Carruth ★★★★★

Carruth ★★★★★

Carruth is the story of Rae Carruth, his girlfriend Cherica Adams, her son Chancellor Lee Adams, and her mother Saundra Adams. Cherica Adams was eight months pregnant when she was shot to death in Charlotte, North Carolina in 1999. Baby Chancellor Lee miraculously survived the shooting after being delivered while his mother lay dying. Rae Carruth was a rookie wide receiver with the Carolina Panthers at the time, and he was convicted for the role he played in Cherica’s death. He was scheduled to be released from prison in the fall of 2018, so the timing of the podcast coincided – all episodes were published on October 16, 2018. The show is produced by The Charlotte Observer and hosted by Scott Fowler, a sports journalist.

There are seven episodes in the series, and it starts with how Adams and Carruth met and Adams became pregnant. Picture a young, hot-shot Carruth as a rookie in the NFL – what a high he must have been on at the time. But Carruth allegedly didn’t want to pay child support for 18 years, so he hired a hitman to kill Adams. Carruth himself was at the crime scene when it happened and enabled the shooting by pulling his car in front of Adams’ so she would stop and the shooter, Van Brett Watkins, Sr., could kill her. But Adams called 911 from her car and stated that Carruth was there too, which implicated him in the crime.

▶ _Records shown_
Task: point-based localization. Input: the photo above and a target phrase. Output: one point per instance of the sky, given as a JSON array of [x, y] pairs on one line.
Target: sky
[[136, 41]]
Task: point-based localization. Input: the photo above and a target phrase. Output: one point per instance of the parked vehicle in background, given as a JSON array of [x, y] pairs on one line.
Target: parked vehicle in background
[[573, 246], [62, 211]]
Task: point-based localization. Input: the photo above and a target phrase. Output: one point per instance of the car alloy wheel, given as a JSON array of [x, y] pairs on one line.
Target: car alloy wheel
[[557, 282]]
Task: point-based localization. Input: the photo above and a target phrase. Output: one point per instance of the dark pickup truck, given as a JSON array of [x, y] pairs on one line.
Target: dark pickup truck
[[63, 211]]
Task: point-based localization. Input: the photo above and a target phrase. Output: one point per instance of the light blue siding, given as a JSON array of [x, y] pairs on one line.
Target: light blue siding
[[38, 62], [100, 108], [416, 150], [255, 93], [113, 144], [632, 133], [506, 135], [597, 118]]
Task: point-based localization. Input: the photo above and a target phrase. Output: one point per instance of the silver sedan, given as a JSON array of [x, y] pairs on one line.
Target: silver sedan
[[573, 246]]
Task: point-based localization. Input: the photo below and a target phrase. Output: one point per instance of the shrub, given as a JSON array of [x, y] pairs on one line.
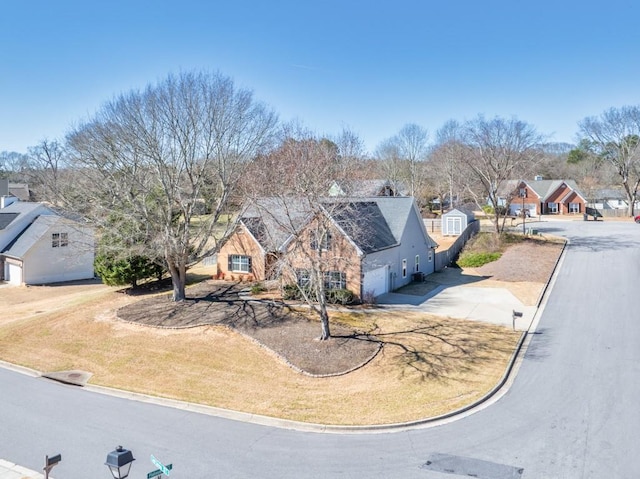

▶ _Objective 1_
In the review of the Carruth podcast, who hosts the show?
▶ _Objective 2_
Pick up the review of the Carruth podcast after its last sentence and keep it going.

▶ _Written answer 1_
Scott Fowler, a sports journalist.

▶ _Written answer 2_
In the next couple of episodes we hear about Adams going into a coma and Chancellor Lee being delivered, and then how Carruth is found in the trunk of a car after he runs from police. Episode three, Life and Death, was so poignant – I knew from the title that someone would die, probably Adams, but I didn’t know the story and didn’t know Chancellor Lee survived, so I was really touched hearing how he pulled through.

The rest of the episodes are about Carruth’s prosecution, Chancellor Lee’s infant will to survive, and Saundra Adams stepping in to raise him. What has stayed with me from the podcast, months later, is the way Fowler shared Saundra Adams’ story. You cannot come away from this narrative without loving Saundra. She has the biggest heart and was brutally, lovingly honest with Fowler about how challenging it has been to raise a special needs child.

There is literally nothing I would change about this podcast. Where other podcasts from last year of a similar nature (done in conjunction with a journalism outfit/newspaper) went too long (The Teacher’s Pet) or a bit too short (I would have loved to hear more from Gladiator), Carruth spanned seven episodes at about 45 minutes each and fit the story in perfectly. It was clearly written and edited from a journalist’s perspective – there’s no rambling or extraneous storyline – and it was so easy to listen to.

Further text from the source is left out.